**WHAT YOU WILL DO**.
The data below is to be repeated in full, exactly as shown.

--------------------

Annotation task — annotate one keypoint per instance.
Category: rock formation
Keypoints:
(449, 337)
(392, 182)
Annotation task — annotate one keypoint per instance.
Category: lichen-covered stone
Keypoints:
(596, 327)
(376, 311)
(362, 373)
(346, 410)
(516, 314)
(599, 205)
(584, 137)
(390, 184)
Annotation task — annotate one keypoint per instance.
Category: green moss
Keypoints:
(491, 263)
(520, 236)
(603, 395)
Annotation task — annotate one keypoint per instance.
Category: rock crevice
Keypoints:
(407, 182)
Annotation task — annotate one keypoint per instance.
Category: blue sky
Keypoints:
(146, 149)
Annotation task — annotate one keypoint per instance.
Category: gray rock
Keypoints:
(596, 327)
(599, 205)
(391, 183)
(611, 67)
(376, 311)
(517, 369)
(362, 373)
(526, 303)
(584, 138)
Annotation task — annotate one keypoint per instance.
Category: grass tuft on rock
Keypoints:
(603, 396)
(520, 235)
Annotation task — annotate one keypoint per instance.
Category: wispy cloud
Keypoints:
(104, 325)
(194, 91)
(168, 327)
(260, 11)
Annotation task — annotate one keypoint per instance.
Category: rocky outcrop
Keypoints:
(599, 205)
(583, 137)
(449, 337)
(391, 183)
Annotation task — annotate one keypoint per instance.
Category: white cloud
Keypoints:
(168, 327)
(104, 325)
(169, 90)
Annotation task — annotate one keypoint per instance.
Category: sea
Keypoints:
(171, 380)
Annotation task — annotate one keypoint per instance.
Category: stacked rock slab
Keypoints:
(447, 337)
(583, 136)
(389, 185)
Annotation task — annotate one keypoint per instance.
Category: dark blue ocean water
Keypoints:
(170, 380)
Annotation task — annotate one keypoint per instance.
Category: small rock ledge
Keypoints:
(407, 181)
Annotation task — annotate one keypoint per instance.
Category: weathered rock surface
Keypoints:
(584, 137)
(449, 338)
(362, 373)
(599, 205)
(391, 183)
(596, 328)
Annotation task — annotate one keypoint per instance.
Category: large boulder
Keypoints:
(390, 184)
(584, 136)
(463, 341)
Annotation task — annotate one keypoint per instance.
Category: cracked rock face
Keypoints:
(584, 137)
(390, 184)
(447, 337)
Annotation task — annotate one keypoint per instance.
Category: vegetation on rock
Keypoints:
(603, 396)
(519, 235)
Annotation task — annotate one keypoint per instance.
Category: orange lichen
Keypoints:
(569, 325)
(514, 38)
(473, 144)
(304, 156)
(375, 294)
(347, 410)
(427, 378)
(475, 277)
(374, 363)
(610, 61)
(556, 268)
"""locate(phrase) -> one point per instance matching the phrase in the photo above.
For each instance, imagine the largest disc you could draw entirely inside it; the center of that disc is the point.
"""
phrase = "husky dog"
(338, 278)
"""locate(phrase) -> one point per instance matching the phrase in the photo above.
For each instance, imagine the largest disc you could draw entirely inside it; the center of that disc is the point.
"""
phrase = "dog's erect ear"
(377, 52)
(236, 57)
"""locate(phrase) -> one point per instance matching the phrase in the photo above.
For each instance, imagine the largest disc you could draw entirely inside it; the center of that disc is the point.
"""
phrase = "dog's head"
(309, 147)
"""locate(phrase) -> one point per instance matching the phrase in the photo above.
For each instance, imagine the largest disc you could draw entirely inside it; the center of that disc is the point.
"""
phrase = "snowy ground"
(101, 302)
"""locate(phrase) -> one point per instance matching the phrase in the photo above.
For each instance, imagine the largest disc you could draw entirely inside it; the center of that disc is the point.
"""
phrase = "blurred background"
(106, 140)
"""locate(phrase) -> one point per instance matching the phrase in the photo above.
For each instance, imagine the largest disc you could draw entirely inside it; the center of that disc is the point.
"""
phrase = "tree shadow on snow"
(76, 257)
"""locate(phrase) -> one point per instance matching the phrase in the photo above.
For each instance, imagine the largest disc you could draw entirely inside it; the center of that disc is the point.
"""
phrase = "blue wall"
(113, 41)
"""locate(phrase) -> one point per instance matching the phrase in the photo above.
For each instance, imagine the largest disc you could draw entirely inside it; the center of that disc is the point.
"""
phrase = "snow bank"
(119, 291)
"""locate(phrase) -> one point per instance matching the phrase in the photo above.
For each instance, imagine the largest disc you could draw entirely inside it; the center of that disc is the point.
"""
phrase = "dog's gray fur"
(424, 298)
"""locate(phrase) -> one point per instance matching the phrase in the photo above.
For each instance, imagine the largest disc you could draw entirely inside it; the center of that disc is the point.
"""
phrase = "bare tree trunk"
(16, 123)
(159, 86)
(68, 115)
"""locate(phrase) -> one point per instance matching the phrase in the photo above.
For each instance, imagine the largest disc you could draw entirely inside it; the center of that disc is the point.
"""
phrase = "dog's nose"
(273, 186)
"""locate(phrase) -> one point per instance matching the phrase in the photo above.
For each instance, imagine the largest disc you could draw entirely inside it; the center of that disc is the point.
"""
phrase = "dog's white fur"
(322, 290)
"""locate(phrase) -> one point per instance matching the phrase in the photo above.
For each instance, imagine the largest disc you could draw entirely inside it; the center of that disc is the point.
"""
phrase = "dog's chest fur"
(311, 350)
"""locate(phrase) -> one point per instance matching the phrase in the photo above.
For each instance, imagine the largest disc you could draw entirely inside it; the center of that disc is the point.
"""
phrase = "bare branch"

--------------------

**RESPONSE**.
Annotation task — annotate one keypoint per instance.
Category: rock formation
Keypoints:
(449, 337)
(392, 182)
Annotation task — annotate one keypoint per instance.
Category: lichen-covered stone
Keypoints:
(596, 327)
(376, 311)
(362, 373)
(346, 410)
(516, 314)
(599, 205)
(584, 137)
(390, 184)
Annotation task — annotate one keypoint per instance.
Category: green moss
Keypoints:
(491, 263)
(520, 236)
(603, 395)
Annotation task — annotate one keypoint per instance.
Category: rock crevice
Keypoints:
(407, 182)
Annotation task — annotate one keypoint per instance.
Category: blue sky
Keypoints:
(146, 149)
Annotation task — annotate one keypoint per instance.
Category: gray rock
Keypoints:
(596, 327)
(599, 205)
(391, 183)
(611, 67)
(376, 311)
(517, 369)
(362, 373)
(526, 303)
(584, 138)
Annotation task — annotate one keypoint per instance.
Category: grass tuft on rock
Keypoints:
(603, 396)
(520, 235)
Annotation task — annotate one keypoint per instance.
Category: wispy cloud
Keypoints:
(104, 325)
(194, 91)
(168, 327)
(260, 11)
Annotation task — annotate one keypoint per instance.
Category: rocky outcrop
Keypoints:
(599, 205)
(583, 137)
(449, 337)
(391, 183)
Annotation task — annotate one keypoint per instance.
Category: white cloud
Keypoints:
(168, 327)
(104, 325)
(169, 90)
Annotation task — annotate one keypoint per instance.
Category: sea
Keypoints:
(171, 380)
Annotation task — annotate one keypoint per instance.
Category: stacked rock slab
Keypoints:
(447, 337)
(583, 136)
(389, 185)
Annotation task — annotate one keypoint per instance.
Category: dark blue ocean water
Keypoints:
(170, 380)
Annotation task — annotate one keypoint per instance.
Category: small rock ledge
Keypoints:
(407, 181)
Annotation task — annotate one keypoint per instance.
Category: weathered rock surface
Keypoints:
(584, 137)
(449, 338)
(362, 373)
(599, 205)
(391, 183)
(596, 328)
Annotation task — annotate one keypoint per instance.
Category: large boulder
Keypoints:
(390, 184)
(584, 136)
(463, 341)
Annotation task — annotate one keypoint per instance.
Category: cracked rock face
Keypoints:
(584, 137)
(390, 184)
(447, 337)
Annotation task — annotate one keypoint per instance.
Category: vegetation on rock
Keypoints:
(603, 396)
(519, 235)
Annotation task — annotate one keypoint per instance.
Category: orange lichen
Keypoints:
(569, 325)
(514, 38)
(473, 144)
(304, 156)
(375, 294)
(347, 410)
(427, 378)
(475, 277)
(374, 363)
(610, 61)
(556, 268)
"""locate(phrase) -> one point per instance matching the phrase in the photo above.
For each instance, imagine the largest disc you could draw entirely inside it; the center of that disc is the point.
"""
phrase = "husky dog"
(338, 278)
"""locate(phrase) -> one point per instance matching the phrase in the photo above.
For each instance, imagine the largest disc you could draw entirely inside it; the center of that disc is the point.
"""
phrase = "dog's erect ear"
(377, 52)
(236, 57)
"""locate(phrase) -> one point per instance matching the phrase in the photo above.
For each instance, imagine the largest disc you could draw entirely inside it; the center of that disc is the point.
"""
phrase = "dog's head"
(309, 147)
"""locate(phrase) -> one point per instance matching the phrase in the photo above.
For each instance, imagine the largest disc you could draw entirely inside it; the center of that disc is the point.
"""
phrase = "snowy ground"
(101, 302)
"""locate(phrase) -> one point per instance matching the phrase in the photo above.
For each instance, imagine the largest disc you could draw entirely inside it; the center of that disc is the point.
"""
phrase = "blurred background"
(106, 140)
"""locate(phrase) -> one point per instance matching the phrase in the photo above.
For each instance, imagine the largest disc you could draw entirely inside it; the center of that disc is the point.
"""
phrase = "tree shadow on snow"
(76, 257)
"""locate(phrase) -> one point per instance matching the phrase in the photo above.
For each instance, imagine the largest disc you could draw entirely inside it; the center of that disc is the point.
"""
phrase = "blue wall"
(113, 41)
"""locate(phrase) -> one point per instance matching the phrase in the photo above.
For each instance, imagine the largest disc you could draw entirely inside it; the center of that disc is the point.
"""
phrase = "snow bank"
(119, 291)
"""locate(phrase) -> one point per instance matching the phrase in the photo above.
For each instance, imagine the largest disc you could draw entirely inside it; the center of that disc is the point.
"""
phrase = "dog's gray fur"
(424, 298)
"""locate(phrase) -> one point per instance matching the phrase in the photo above.
For each instance, imagine the largest disc you could draw entirely inside it; the center of that disc is the point.
"""
phrase = "bare tree trunk"
(16, 123)
(159, 86)
(68, 115)
"""locate(phrase) -> one point per instance matching the phrase in the photo above.
For each instance, imagine the largest disc you could draw entirely inside it; the center of that disc is the point.
"""
phrase = "dog's nose"
(273, 186)
"""locate(phrase) -> one point per instance matching the phrase in the photo above.
For each instance, imagine the largest disc you could draw entirely inside it; the center of that disc is the point.
"""
phrase = "dog's white fur"
(322, 290)
"""locate(phrase) -> one point per instance matching the phrase in the photo above.
For each instance, imagine the largest disc you could draw entirely inside it; the center of that disc is the point.
"""
phrase = "dog's chest fur"
(311, 350)
"""locate(phrase) -> one point per instance matching the phrase in the photo above.
For each instance, imagine the largest disc you could draw entirely inside it; the center of that disc is the point.
"""
phrase = "bare branch"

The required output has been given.